╭─ DATA EXTRACTS
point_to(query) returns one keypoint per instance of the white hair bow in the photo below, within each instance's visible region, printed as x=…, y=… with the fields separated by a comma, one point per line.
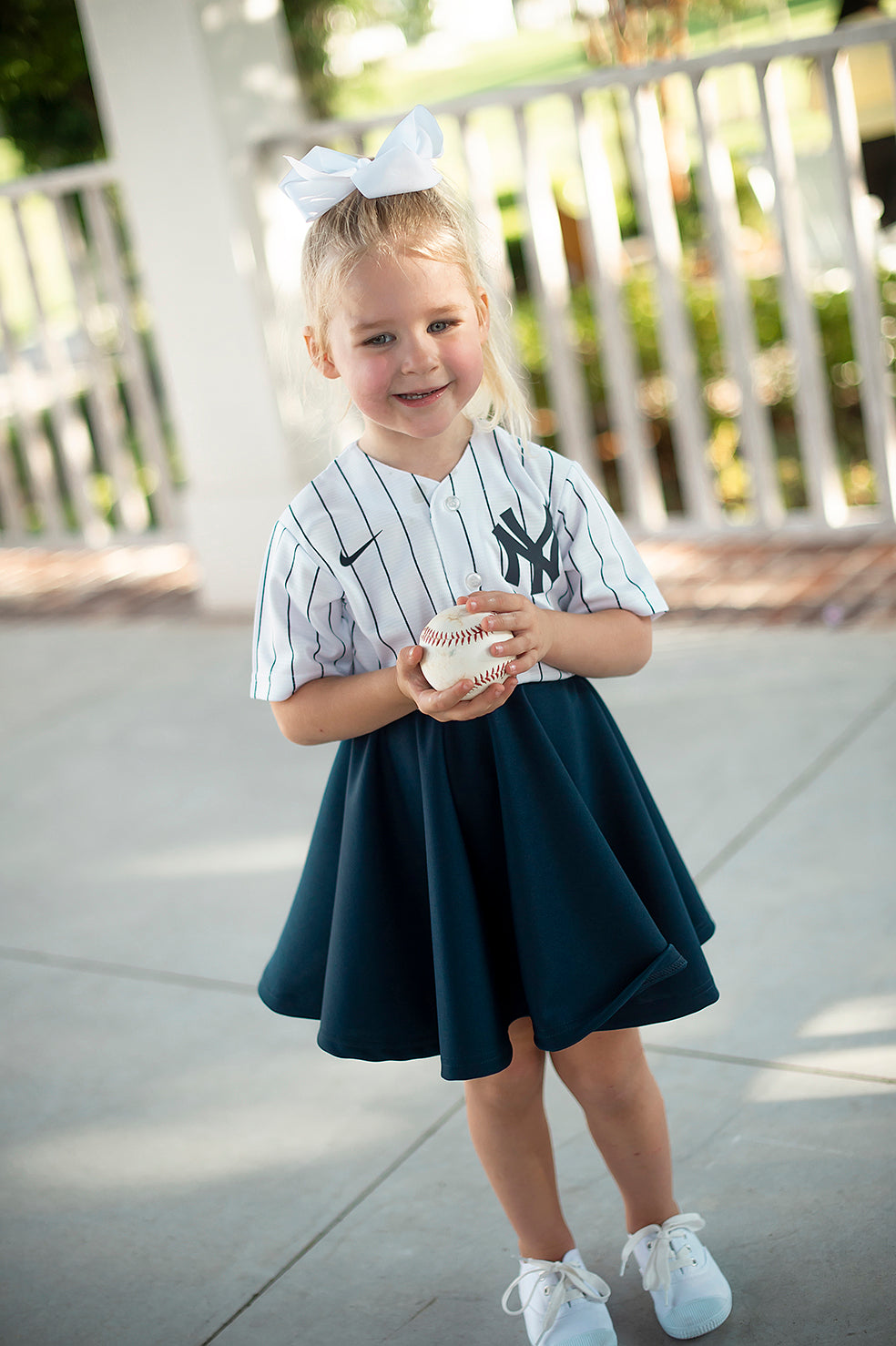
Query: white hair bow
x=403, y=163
╰─
╭─ DATA EXTRACTS
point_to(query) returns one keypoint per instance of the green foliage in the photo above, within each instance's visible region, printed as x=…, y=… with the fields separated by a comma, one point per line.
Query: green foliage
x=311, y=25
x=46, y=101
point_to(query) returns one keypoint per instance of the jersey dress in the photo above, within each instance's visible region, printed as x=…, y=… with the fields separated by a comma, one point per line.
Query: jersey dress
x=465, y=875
╰─
╭─ DATA EXTRACTS
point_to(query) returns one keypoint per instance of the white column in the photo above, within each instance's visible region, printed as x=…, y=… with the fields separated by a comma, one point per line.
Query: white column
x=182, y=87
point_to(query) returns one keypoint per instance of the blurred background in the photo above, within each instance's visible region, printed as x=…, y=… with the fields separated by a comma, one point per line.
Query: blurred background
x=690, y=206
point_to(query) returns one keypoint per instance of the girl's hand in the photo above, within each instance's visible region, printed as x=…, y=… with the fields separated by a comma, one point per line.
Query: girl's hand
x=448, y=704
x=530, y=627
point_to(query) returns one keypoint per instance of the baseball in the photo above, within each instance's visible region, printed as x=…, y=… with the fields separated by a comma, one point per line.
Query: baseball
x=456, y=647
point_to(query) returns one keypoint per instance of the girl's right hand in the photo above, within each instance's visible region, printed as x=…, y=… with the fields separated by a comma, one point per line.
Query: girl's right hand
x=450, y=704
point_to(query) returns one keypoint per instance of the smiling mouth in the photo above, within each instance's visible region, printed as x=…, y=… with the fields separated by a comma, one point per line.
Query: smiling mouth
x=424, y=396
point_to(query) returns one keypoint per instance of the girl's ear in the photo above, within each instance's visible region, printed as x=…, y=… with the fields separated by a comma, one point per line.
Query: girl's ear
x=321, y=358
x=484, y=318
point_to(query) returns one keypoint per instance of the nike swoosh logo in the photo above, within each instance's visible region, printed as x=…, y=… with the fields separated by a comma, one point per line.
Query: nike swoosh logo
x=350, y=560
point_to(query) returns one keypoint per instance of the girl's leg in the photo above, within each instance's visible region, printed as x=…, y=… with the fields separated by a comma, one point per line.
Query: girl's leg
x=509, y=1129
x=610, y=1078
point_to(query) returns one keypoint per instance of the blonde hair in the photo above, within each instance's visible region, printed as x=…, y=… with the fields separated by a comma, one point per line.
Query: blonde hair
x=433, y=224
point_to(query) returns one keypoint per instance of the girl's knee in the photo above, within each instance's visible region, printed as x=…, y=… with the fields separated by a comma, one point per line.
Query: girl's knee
╰─
In the records above, find every line that contains the word "knee" and copy it.

RESPONSE TO THE EXERCISE >>
point_to(query) returns one keypoint per instance of the girl's knee in the photo above, within each instance's visible region, printed as x=…, y=… with the fields separated by a comma, one point per line.
Query: girl's knee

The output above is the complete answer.